I call it cheap therapy. That gushing, near-religious, poured-from-the-body stress release that comes after writing my heart out for hours each day, delivers more balm to my soul than years of psychoanalysis.
There were eight of them. Eight family members and friends died in five short years. I was a neophyte in this death thing. This clamping-down-on-your-heart, ripping-a-hole-in-your-soul, death thing. It stunk. Badly. I was forty-three when my grandmother died. It floored me. The shock that it could really happen, that they could actually leave me, was overwhelming.
The guilt that had ridden hard on my back for the past twenty years came at me with a rush. I should have visited more. Called more. Written more. But the three baby daughters that we'd had in two years had consumed every ounce of our energy. We'd fallen into bed each night exhausted, and had awakened tired, but happy, each morning. The thought of a ten-hour trip home had seemed insurmountable with three little ones in car seats and diapers. So we put off the visits home for a long, long time.
The next death came in a single, whooshing blow. My colleague at work, with whom I'd shared an office for eight wonderful years, died suddenly of a heart attack. Then my father-in-law, my grandfather, and so on. I struggled to make sense of it. People were disappearing rapidly.
And then it happened. My father was diagnosed with cancer in the same month that his mother died of Alzheimer's Disease. We had a summer of hope. And then the disease hit again, and he was gone. Gone for good. Gone for real. In six short months, he was diagnosed, treated, and then he disappeared.
I was crushed. Completely shattered. This was bad. The worst.
I walked a lot. I trudged through the autumn woods, as the crispy leaves eddied around my feet. I heard his voice whispering in the breeze. The need to write was insistent. Urgent.
The pieces were gaudy and full of redolent poetry. The words painted my grief. Each time I walked and mourned, I'd return home and write. Again. And again. And again.
Getting the words on paper was a salve for my battered soul. Although I'd always known I would write a mystery series someday, I'd thought it would be when the kids were grown and I had retired.

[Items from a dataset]
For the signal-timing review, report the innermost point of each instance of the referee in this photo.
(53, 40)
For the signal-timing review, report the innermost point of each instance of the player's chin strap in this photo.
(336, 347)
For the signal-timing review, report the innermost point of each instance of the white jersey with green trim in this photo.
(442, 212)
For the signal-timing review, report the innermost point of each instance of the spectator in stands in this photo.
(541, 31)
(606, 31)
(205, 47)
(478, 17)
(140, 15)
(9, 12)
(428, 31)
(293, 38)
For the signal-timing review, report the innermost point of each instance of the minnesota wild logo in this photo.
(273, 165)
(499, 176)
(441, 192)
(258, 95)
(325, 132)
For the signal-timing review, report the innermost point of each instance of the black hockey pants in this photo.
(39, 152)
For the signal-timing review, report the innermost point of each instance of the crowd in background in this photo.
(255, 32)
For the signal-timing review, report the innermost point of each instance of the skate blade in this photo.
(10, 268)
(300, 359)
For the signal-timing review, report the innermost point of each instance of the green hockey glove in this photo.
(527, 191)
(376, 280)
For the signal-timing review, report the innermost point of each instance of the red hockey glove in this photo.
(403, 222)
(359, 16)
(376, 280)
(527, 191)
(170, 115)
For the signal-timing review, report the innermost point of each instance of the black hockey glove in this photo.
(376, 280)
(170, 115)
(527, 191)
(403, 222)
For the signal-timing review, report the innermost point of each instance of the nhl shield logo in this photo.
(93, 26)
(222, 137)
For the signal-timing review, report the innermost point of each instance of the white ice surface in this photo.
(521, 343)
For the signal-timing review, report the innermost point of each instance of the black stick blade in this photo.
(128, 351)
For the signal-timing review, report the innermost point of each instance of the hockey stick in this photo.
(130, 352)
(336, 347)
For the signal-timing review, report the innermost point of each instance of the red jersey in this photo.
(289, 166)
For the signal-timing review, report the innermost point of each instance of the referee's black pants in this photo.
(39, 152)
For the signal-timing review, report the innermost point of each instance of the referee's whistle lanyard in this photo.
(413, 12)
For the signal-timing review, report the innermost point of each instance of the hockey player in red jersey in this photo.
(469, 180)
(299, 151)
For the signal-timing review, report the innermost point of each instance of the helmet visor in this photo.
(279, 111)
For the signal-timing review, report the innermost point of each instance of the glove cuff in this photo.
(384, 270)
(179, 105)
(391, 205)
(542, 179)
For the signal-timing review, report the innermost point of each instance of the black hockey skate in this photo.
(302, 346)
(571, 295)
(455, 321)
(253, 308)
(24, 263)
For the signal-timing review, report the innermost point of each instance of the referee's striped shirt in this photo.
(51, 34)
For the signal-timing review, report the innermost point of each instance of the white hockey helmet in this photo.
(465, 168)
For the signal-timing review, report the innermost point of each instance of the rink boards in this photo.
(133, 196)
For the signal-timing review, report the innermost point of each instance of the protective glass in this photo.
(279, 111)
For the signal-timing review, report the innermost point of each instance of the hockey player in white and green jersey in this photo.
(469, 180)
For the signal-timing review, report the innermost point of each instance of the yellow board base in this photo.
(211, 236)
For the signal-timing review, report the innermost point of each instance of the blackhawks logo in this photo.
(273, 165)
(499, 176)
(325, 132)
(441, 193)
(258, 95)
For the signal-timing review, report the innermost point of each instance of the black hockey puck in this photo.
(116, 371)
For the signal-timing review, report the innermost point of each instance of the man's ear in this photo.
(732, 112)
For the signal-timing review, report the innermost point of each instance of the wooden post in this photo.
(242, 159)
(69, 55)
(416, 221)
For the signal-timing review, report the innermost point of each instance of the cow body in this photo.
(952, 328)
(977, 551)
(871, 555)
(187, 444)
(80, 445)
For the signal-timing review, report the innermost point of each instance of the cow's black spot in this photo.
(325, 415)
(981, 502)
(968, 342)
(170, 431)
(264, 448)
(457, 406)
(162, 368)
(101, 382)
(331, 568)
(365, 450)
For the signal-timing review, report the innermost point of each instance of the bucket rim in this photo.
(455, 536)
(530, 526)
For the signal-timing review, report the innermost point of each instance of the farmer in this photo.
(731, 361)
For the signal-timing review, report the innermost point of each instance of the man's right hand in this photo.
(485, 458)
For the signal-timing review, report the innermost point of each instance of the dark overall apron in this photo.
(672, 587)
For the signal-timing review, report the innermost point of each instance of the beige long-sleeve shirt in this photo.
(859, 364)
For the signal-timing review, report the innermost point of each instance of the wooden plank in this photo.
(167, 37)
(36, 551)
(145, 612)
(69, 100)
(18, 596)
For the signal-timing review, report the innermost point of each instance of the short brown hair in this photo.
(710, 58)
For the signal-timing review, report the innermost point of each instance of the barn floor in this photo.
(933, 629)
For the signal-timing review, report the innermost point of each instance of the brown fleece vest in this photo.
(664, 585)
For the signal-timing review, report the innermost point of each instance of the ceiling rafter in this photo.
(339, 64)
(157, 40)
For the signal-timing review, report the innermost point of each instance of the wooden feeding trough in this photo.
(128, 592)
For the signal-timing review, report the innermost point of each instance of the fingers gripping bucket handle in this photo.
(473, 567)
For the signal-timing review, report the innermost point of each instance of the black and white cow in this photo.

Task list →
1 – In the essay on grief and writing, how many family members and friends died within five years?
2 – Transcribe the essay on grief and writing word for word between "The guilt that" and "were disappearing rapidly.", inclusive.

Results by task →
1 – Eight family members and friends died in five years.

2 –
The guilt that had ridden hard on my back for the past twenty years came at me with a rush. I should have visited more. Called more. Written more. But the three baby daughters that we'd had in two years had consumed every ounce of our energy. We'd fallen into bed each night exhausted, and had awakened tired, but happy, each morning. The thought of a ten-hour trip home had seemed insurmountable with three little ones in car seats and diapers. So we put off the visits home for a long, long time.
The next death came in a single, whooshing blow. My colleague at work, with whom I'd shared an office for eight wonderful years, died suddenly of a heart attack. Then my father-in-law, my grandfather, and so on. I struggled to make sense of it. People were disappearing rapidly.